A non-partisan Sikh organization in B.C. said the Conservative Party's recent ads that target Chinese and Punjabi-speaking voters in Vancouver and Toronto are a "malicious" attempt to manipulate those communities into believing falsehoods about the Liberal Party's platform.
- Conservative ads aimed at Chinese, Punjabi voters claim Trudeau backs brothels, pot sales to kids
- South Asian, Chinese journalists say political ads aimed at their community is insulting
"This is something that makes us feel that we're being targeted in a lowly way — that we can actually be manipulated into voting just through scare tactics and almost fear-mongering," said Mohinder Singh, spokesperson for the B.C. Sikh Gurdwara Council.
"[The Conservatives] are being inconsiderate of two very large minority groups, and pretty much Canadians in general."
Ads can cause confusion
The Conservatives' ads, in the Chinese and Punjabi languages, claim that Liberal leader Justin Trudeau supports the sale of marijuana to children, the expansion of supervised injection sites and the establishment of neighbourhood brothels.
The B.C. Sikh Gurdwara Council, which represents eight gurdwaras (Sikh temples) across Metro Vancouver, discussed the ads in a meeting on Oct. 13.
Singh said the discussion focused on how the Sikh community views the Conservative Party after these ads, and said the council will be speaking more about this issue at various temples in the coming days.
He said that, by focusing on drugs and brothels, the ads show that the Conservative Party thinks the Punjabi community "can be manipulated," and that the community doesn't seriously consider all the issues affecting Canada as a whole.
★ ★ ★ ★
**REQUIREMENT 1:**
According to the article about the Conservative ads, how many gurdwaras across Metro Vancouver does the B.C. Sikh Gurdwara Council represent?

Excerpts of pointing data:
★ ★ ★ ★
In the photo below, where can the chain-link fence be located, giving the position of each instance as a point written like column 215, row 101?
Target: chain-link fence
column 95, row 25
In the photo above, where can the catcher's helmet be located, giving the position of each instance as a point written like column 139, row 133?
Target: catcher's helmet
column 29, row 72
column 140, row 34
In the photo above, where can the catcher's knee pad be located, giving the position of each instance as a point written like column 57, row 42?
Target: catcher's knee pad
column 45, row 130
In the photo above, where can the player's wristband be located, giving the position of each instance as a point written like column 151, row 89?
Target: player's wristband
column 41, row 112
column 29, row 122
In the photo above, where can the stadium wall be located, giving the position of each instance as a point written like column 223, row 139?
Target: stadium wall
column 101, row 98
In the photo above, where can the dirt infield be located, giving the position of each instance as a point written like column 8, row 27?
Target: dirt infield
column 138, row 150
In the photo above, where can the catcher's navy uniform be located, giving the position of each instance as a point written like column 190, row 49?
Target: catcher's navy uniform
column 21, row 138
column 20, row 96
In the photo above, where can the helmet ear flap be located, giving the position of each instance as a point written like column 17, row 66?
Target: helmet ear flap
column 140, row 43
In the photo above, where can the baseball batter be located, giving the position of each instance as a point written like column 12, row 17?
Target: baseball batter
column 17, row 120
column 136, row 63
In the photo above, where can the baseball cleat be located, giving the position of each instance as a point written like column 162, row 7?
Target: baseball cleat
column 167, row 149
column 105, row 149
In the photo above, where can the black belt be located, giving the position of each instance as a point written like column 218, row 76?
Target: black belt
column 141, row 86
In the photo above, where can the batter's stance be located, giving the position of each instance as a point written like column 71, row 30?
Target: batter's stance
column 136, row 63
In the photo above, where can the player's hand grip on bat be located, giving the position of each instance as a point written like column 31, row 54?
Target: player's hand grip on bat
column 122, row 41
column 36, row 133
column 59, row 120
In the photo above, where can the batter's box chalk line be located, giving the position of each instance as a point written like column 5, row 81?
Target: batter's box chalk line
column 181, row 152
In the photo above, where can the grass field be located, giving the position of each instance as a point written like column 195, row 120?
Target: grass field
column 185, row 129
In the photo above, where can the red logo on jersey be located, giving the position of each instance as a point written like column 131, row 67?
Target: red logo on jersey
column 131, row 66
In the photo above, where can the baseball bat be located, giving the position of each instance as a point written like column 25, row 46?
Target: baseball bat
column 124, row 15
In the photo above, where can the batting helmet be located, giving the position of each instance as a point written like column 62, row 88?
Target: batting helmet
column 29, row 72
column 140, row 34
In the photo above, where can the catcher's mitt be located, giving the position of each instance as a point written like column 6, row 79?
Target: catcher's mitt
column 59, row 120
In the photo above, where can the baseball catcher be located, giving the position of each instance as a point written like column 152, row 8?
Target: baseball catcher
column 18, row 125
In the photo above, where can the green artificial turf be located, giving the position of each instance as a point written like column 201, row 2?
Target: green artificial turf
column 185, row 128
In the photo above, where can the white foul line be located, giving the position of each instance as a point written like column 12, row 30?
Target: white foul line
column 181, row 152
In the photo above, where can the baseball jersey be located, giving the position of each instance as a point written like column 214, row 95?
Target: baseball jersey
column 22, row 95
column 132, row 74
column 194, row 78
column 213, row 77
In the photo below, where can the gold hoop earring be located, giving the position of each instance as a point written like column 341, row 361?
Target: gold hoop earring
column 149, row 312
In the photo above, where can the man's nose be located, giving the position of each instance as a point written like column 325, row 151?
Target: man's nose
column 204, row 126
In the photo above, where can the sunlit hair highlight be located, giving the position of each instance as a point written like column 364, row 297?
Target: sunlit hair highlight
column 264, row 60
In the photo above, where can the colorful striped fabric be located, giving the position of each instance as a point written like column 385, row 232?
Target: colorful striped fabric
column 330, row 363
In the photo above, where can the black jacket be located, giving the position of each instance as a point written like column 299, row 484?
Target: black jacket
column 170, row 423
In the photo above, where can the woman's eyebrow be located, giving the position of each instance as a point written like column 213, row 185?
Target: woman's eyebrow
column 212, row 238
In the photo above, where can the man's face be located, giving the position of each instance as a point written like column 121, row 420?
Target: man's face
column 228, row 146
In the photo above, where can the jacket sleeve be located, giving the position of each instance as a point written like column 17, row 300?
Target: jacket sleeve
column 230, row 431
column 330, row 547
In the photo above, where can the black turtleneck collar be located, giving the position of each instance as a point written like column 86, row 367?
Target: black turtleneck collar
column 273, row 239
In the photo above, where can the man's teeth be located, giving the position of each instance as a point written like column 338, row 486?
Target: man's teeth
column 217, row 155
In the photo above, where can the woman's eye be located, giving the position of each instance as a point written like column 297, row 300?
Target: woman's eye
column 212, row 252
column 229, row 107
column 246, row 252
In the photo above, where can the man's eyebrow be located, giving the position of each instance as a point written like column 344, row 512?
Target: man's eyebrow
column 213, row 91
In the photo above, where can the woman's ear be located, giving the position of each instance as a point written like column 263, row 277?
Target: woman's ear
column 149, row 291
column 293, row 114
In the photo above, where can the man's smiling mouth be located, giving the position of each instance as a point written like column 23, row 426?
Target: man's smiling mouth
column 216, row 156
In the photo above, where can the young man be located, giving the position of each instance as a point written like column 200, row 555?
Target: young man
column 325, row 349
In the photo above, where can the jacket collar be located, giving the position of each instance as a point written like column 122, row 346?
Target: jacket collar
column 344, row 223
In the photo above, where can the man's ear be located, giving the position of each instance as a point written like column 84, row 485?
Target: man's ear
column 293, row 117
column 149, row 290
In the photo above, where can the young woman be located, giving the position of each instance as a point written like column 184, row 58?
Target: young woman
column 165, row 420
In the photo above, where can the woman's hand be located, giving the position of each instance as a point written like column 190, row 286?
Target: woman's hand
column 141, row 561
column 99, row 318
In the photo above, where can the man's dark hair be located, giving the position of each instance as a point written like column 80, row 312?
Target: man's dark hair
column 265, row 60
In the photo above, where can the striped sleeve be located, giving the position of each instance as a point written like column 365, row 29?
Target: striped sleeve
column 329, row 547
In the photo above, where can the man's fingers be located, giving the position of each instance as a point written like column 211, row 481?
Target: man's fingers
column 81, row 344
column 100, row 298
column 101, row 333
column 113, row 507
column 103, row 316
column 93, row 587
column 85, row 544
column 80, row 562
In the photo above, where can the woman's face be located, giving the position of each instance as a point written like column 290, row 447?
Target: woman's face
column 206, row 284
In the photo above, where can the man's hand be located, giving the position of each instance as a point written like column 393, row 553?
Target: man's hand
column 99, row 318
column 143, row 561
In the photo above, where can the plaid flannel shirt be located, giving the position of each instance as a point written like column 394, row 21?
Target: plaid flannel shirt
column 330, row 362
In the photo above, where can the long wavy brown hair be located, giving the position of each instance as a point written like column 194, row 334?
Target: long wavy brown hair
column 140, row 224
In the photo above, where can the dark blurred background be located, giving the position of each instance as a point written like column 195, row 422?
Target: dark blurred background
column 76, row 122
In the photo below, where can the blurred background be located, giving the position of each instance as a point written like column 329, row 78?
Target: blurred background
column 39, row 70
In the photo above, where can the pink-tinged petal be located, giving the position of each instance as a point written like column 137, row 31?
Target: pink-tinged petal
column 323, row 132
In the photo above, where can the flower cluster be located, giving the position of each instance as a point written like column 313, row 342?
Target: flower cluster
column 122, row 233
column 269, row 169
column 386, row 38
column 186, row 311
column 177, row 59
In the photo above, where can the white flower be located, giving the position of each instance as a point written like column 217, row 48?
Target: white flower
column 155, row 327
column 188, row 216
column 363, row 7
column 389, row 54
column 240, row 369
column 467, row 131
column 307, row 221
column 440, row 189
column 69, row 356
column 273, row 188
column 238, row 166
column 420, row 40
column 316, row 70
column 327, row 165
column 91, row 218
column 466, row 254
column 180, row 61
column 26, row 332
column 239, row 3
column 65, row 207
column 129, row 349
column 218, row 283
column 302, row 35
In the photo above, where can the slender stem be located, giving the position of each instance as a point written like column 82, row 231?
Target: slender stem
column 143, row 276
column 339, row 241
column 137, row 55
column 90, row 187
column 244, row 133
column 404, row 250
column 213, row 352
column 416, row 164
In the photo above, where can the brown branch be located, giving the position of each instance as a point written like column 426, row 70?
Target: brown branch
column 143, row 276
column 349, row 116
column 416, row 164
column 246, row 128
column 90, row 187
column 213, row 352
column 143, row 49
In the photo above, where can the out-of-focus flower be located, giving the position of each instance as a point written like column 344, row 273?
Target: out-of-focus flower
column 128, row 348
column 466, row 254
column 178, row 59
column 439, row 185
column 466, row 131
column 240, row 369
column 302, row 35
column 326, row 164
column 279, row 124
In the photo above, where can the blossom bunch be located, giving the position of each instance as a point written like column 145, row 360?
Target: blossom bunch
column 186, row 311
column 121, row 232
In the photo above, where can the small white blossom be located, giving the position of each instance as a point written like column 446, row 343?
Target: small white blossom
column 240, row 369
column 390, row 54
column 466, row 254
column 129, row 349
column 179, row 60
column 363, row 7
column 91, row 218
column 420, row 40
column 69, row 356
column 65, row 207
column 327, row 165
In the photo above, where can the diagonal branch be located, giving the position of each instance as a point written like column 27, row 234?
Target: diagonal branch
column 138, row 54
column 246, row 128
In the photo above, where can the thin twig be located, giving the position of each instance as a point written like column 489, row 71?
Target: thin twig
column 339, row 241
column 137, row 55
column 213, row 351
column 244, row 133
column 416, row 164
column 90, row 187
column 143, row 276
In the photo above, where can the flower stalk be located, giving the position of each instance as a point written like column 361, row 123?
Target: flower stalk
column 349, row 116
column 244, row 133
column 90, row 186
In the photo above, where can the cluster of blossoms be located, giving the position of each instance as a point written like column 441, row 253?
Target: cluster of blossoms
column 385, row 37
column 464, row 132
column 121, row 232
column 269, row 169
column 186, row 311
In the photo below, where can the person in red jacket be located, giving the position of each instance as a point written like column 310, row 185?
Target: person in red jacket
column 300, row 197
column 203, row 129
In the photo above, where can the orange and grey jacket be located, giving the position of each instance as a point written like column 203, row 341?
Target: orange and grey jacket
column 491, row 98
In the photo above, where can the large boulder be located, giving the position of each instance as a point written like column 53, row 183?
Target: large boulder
★ ★ ★ ★
**REQUIREMENT 2:**
From the records, copy out exactly the part that opens with the line containing "In the photo above, where can the flower cluster" and closes with the line containing "column 177, row 59", including both of those lines.

**FINAL RESULT 1:**
Eight gurdwaras.

**FINAL RESULT 2:**
In the photo above, where can the flower cluster be located, giving the position of each instance as a point written like column 313, row 342?
Target: flower cluster
column 122, row 233
column 269, row 169
column 386, row 38
column 186, row 311
column 177, row 59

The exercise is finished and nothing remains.